• Stated goal:
Rewrite the data below, starting at the line containing "rim, then give the position of each instance." and ending at the end of the data, with "sweet potato round" replaced by "sweet potato slice" and everything else left unchanged.
··· The data
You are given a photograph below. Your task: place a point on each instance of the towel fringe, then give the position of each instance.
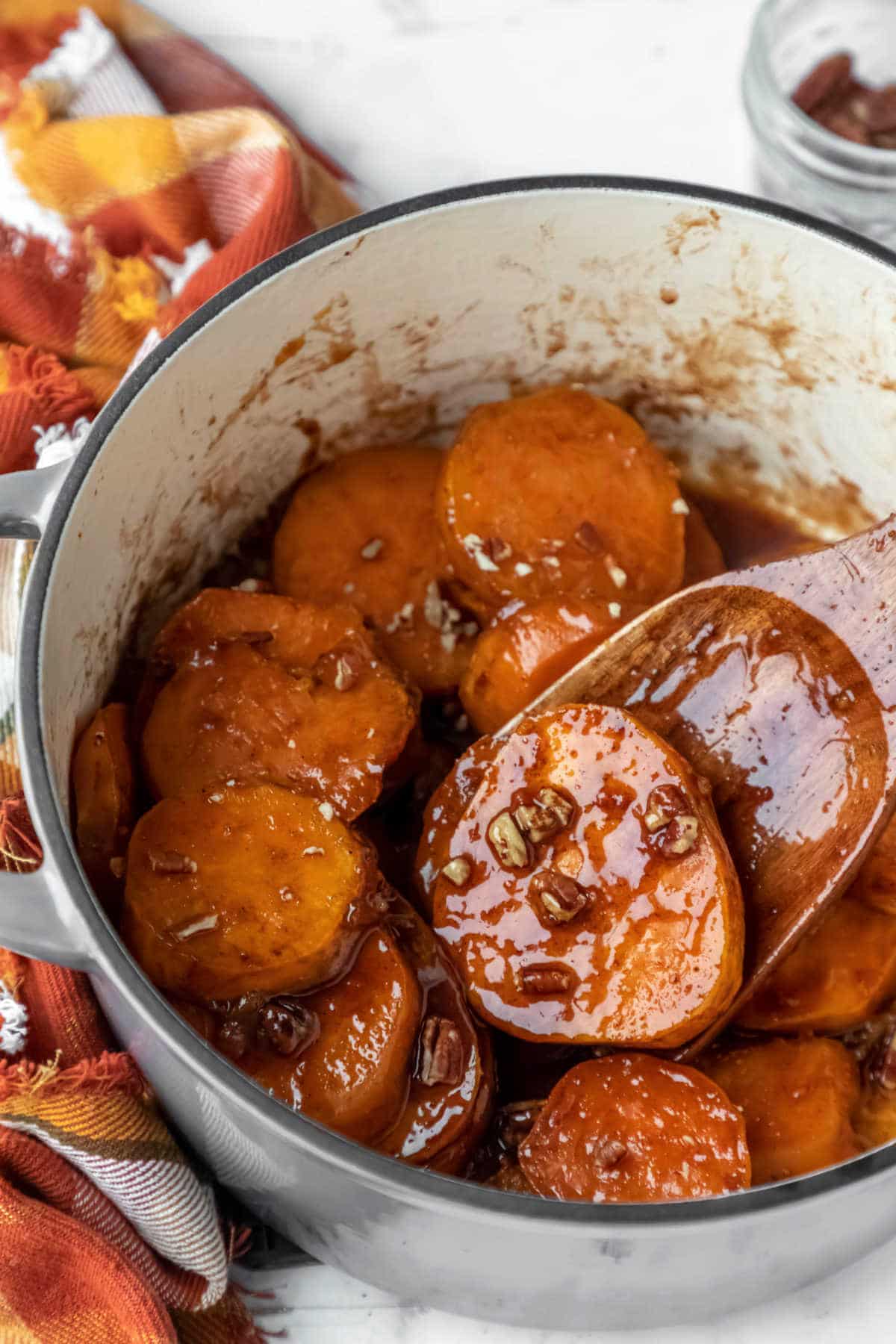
(105, 1074)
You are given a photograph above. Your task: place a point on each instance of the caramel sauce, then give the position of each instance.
(747, 534)
(798, 759)
(655, 949)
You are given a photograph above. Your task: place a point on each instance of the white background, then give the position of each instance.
(417, 94)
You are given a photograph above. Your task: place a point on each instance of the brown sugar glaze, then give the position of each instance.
(440, 1121)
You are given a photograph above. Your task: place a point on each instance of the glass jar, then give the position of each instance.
(798, 161)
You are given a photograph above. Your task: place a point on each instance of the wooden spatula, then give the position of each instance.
(778, 683)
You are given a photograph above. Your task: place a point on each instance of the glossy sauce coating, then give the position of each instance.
(635, 1128)
(355, 1073)
(442, 815)
(780, 808)
(797, 1098)
(703, 554)
(102, 779)
(452, 1089)
(363, 530)
(876, 882)
(837, 976)
(521, 655)
(272, 690)
(653, 947)
(561, 494)
(246, 890)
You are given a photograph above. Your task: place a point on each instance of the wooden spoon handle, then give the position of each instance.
(778, 685)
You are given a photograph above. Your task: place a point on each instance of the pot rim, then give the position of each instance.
(109, 956)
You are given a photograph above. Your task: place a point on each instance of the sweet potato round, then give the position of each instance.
(355, 1074)
(246, 890)
(363, 530)
(102, 779)
(272, 690)
(586, 893)
(442, 815)
(797, 1098)
(633, 1128)
(837, 976)
(561, 494)
(452, 1088)
(521, 655)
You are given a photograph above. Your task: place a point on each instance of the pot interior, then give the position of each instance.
(758, 351)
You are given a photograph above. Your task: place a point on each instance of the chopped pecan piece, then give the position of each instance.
(287, 1024)
(546, 980)
(508, 843)
(561, 898)
(171, 862)
(441, 1053)
(541, 819)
······
• The completed task:
You are given a photograph above. Your task: place a point on each instance of the pot rim, then give the position of each instance.
(109, 956)
You are given a photograph above. Your task: place a point on each instance of the sweet potato slice, then give the position of each instance.
(355, 1074)
(246, 890)
(363, 530)
(102, 779)
(272, 690)
(586, 893)
(442, 815)
(797, 1098)
(633, 1128)
(837, 976)
(561, 494)
(452, 1088)
(521, 655)
You are given a photograph above. Your task: place a point on each instance of the pot interior, then give the position of each instance.
(758, 351)
You are given a photograph above. Your task: place a point on each instance of the chopped pecan piece, then give the position of each instance.
(287, 1024)
(546, 980)
(508, 843)
(561, 898)
(171, 862)
(441, 1053)
(541, 819)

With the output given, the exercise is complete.